TASK ITEM
When a line in the entries below contains "shot", tally it; give the tally with nothing added.

** INPUT RECORDS follows **

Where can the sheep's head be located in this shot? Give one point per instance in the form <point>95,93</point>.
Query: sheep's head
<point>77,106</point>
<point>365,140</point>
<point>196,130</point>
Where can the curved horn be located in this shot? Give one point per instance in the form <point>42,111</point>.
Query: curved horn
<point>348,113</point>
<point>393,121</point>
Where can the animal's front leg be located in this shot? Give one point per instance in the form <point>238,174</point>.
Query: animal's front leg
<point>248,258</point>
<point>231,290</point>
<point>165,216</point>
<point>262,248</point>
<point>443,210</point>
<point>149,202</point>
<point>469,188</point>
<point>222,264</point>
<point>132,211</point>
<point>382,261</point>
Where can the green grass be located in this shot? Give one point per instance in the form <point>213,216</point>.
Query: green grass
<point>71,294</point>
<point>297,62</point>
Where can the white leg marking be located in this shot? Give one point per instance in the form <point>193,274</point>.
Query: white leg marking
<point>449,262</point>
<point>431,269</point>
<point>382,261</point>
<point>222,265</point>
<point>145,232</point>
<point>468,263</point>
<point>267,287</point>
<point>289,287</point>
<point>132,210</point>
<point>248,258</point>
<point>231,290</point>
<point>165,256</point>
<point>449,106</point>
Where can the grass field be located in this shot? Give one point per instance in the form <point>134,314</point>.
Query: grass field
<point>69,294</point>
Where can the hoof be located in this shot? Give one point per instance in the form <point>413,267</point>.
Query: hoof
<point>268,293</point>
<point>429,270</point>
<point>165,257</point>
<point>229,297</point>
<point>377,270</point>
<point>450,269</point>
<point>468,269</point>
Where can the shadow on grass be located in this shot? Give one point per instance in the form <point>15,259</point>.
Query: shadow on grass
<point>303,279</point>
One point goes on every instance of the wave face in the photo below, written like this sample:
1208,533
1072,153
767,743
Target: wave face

** End of INPUT RECORDS **

EXERCISE SOLUTION
8